* _Work to do_: Exact repetition is required: output every record in full.

* _Dataset records_:

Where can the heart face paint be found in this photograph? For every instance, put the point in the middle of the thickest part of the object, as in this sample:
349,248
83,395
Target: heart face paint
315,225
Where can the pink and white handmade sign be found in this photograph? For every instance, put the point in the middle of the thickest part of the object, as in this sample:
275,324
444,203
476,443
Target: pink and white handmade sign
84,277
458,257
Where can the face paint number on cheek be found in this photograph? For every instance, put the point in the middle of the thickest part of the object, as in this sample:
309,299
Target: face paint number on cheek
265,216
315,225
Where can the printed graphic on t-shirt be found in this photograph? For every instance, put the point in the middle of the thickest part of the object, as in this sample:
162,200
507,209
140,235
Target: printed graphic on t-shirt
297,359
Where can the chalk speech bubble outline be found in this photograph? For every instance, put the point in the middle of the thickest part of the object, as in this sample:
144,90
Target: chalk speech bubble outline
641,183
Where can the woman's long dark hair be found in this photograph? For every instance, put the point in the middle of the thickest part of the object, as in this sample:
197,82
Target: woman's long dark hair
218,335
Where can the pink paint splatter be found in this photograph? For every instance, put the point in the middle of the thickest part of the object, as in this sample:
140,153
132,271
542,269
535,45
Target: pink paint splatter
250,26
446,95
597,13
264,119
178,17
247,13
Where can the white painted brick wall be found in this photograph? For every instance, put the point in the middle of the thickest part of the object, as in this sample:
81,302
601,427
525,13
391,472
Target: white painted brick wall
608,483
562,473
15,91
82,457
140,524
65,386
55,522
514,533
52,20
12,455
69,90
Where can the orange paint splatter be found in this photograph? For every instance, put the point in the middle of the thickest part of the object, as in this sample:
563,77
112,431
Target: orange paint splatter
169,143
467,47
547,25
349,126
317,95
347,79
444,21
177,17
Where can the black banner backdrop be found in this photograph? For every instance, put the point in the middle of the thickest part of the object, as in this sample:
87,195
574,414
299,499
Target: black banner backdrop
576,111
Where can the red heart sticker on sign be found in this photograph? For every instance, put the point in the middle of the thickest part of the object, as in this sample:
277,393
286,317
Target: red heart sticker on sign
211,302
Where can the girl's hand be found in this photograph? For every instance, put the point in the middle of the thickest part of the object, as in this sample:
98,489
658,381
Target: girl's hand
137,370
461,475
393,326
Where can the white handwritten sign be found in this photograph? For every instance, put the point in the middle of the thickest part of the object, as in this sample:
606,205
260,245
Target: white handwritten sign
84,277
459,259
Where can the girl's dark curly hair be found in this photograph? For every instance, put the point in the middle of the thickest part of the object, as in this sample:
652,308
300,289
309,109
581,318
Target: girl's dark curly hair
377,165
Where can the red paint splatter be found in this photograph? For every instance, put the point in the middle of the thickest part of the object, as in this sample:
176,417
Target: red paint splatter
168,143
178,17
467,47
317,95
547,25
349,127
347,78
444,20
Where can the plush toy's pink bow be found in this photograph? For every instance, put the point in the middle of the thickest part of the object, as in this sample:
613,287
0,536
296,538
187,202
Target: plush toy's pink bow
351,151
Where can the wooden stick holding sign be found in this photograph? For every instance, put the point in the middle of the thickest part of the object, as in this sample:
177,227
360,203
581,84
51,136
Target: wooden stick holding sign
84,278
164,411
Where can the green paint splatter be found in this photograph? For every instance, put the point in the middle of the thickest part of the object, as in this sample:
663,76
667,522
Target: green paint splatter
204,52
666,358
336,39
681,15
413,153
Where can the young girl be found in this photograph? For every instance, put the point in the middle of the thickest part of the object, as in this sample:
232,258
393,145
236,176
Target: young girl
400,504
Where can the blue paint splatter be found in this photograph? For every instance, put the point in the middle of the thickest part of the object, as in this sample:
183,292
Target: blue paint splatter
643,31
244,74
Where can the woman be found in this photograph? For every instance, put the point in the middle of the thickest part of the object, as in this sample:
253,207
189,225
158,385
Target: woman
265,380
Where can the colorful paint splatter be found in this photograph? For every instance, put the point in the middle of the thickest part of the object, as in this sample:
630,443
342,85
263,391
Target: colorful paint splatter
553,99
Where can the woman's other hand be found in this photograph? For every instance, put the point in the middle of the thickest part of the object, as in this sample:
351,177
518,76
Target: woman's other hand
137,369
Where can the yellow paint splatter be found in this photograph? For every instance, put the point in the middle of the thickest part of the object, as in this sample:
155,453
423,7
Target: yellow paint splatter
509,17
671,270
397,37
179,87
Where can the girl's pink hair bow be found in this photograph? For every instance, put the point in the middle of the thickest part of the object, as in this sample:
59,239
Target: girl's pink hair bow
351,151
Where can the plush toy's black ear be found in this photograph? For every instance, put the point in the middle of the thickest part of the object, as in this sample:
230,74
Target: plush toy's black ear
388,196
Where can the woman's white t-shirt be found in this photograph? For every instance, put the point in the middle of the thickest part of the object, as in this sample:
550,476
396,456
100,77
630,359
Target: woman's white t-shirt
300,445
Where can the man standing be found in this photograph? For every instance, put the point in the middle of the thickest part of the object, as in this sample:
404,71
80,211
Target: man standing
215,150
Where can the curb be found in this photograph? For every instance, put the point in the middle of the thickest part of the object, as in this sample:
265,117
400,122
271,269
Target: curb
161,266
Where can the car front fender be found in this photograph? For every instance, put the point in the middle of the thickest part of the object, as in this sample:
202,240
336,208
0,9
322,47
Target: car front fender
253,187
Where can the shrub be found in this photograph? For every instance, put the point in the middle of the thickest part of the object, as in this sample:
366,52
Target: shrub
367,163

* _Solution to this task_:
Where can the heart face paint be found in this photograph? For every instance, put the point in the middle of the thickest part of the object, as in this sample:
349,248
83,395
Target: heart face paint
315,225
Where can the pink and white handmade sign be found in this photograph? For every instance, put the point in the middle of the thickest part of the object, as in this sample:
275,324
444,203
476,443
Target: pink and white handmade sign
84,277
458,257
Where can the face paint number on cheek be found in this photograph? For every instance, put the point in the middle of the thickest part of the object, as in this sample:
309,299
Target: face paint number on cheek
265,216
315,225
Where can the printed graphic on t-shirt be found in this photograph? For every instance, put the point in the middle of the thickest part of the object, as in this sample:
162,200
507,209
140,235
Target: printed graphic on t-shirt
297,359
Where can the chalk speech bubble outline be found in this photograph? For every instance, put the point in the middle of the thickest part of the object, as in this sample:
144,90
Target: chalk speech bubble outline
641,183
Where can the woman's long dark hair be found in this photograph? For every instance, put the point in the middle of the thickest part of the object, as in this sample:
197,82
Target: woman's long dark hair
218,335
Where can the pink paint splatter be found in this photograph? For every instance, put the point in the middle of the thickest part of the object, as in this sample:
140,153
132,271
542,269
535,45
Target: pink paint splatter
250,26
446,95
597,13
264,119
178,17
247,13
Where can the white painted brick wall be found in this photograph? For every instance, put the point in the middle of the thickest part of the object, as in this sample:
81,302
601,427
525,13
391,472
Target: white painted brick wall
608,483
562,473
15,91
82,457
140,524
65,386
55,522
514,533
52,20
12,455
69,90
Where can the orange paint splatter be found in this photograph? For every instance, put the point in the middle of the thickest part of the object, as in this sample:
563,77
112,431
Target: orange paint splatter
169,143
467,47
547,25
349,126
317,95
347,79
444,21
177,17
Where can the black banner backdrop be found in this photograph? For every instance, put the point in the middle of the thickest part of the object, as in this sample:
87,195
574,414
299,499
Target: black banner backdrop
576,111
Where can the red heart sticker on sign be found in this photograph? For every instance, put the point in the middle of the thickest part of the object, as in this sample:
277,393
286,317
Target: red heart sticker on sign
211,302
Where can the girl's hand be found in this photograph? For every instance, put the point in the middle of the thickest part of the object, as in this sample:
98,489
658,381
Target: girl's hand
137,370
461,475
393,326
Where can the white handwritten sign be found in this photograph? For every instance, put the point in the middle of the thickest part of the object, as in this sample:
606,205
260,245
Target: white handwritten sign
84,277
459,259
Where can the girl's dark curly hair be found in this photograph? For every instance, put the point in the middle of the thickest part of the object, as in this sample:
652,308
300,289
309,109
581,318
Target: girl's dark curly hair
377,165
Where can the red paint splatter be found in this photograph? For every instance, put the point in the middle of the thickest part of the object, as in this sample:
176,417
Target: red paint splatter
168,143
178,17
467,47
317,95
547,25
349,127
347,78
444,20
Where can the plush toy's pink bow be found in this photograph? For every instance, put the point in the middle of the thickest part of the object, as in this sample:
613,287
0,536
296,538
187,202
Target: plush toy's pink bow
351,151
Where can the wooden stick holding sign be found in this photograph? For every instance, put the point in the middle of the thickest part of the object, as in this sample:
177,227
360,203
581,84
51,136
Target: wooden stick holding sign
84,278
164,411
Where can the green paint splatter be found in this photograph? For every instance, put the point in the middle of the thickest part of the object, as in this sample:
663,76
667,522
Target: green paint splatter
204,52
666,358
336,39
681,15
413,153
Where can the young girl be found in this photograph? For every instance, put the point in the middle of the thickest part of the object, as in this sample:
232,258
393,145
236,176
Target: young girl
400,504
Where can the blue paint splatter be found in this photograph? For every instance, put the point in the middle of the thickest part of the object, as in this sample:
183,292
Target: blue paint splatter
643,31
244,74
Where can the woman be found in this photograph? For every instance, put the point in the middle of the thickest part of the object, as in this sample:
253,207
189,225
158,385
Target: woman
265,380
Where can the colorful paint splatter be found in this photograph? For every instance, put the point in the middle of the thickest part of the object, as in this sample:
630,443
342,85
263,391
Target: colorful paint splatter
553,99
Where can the woman's other hand be found in this photograph? For every instance, put the point in the middle of the thickest part of the object, as in this sample:
351,177
518,76
Target: woman's other hand
137,369
Where can the yellow paint splatter be found in this photograph? For every instance, put the point in the middle of the thickest part of the object, as in this sample:
155,453
423,7
Target: yellow paint splatter
509,17
671,270
397,37
179,87
Where can the girl's pink hair bow be found in this photograph? For every instance, put the point in the middle of the thickest part of the object, as in this sample:
59,239
Target: girl's pink hair bow
351,151
Where can the plush toy's black ear be found in this photograph? For every instance, put the point in the middle of the thickest part of the object, as in this sample:
230,74
Target: plush toy's black ear
388,196
Where can the woman's white t-shirt be found in this photograph? For every instance, put the point in the middle of the thickest part of the object, as in this sample:
550,476
396,456
100,77
630,359
Target: woman's white t-shirt
300,445
Where can the man standing be found in this photograph? For every instance, put the point in the middle of the thickest part of the object, as in this sample:
404,71
80,211
Target: man standing
215,150
Where can the curb be found in this photograph? For every instance, put the point in the middle of the thickest part of the object, as in this sample:
265,117
400,122
271,269
Target: curb
161,266
Where can the car front fender be found in this photograph? For every instance, put the point in the middle of the thickest part of the object, as in this sample:
202,240
336,208
0,9
322,47
Target: car front fender
253,187
Where can the shrub be found in this photograph? For every instance, put the point in the middle of the thickest part of the object, as in this sample:
366,52
Target: shrub
367,163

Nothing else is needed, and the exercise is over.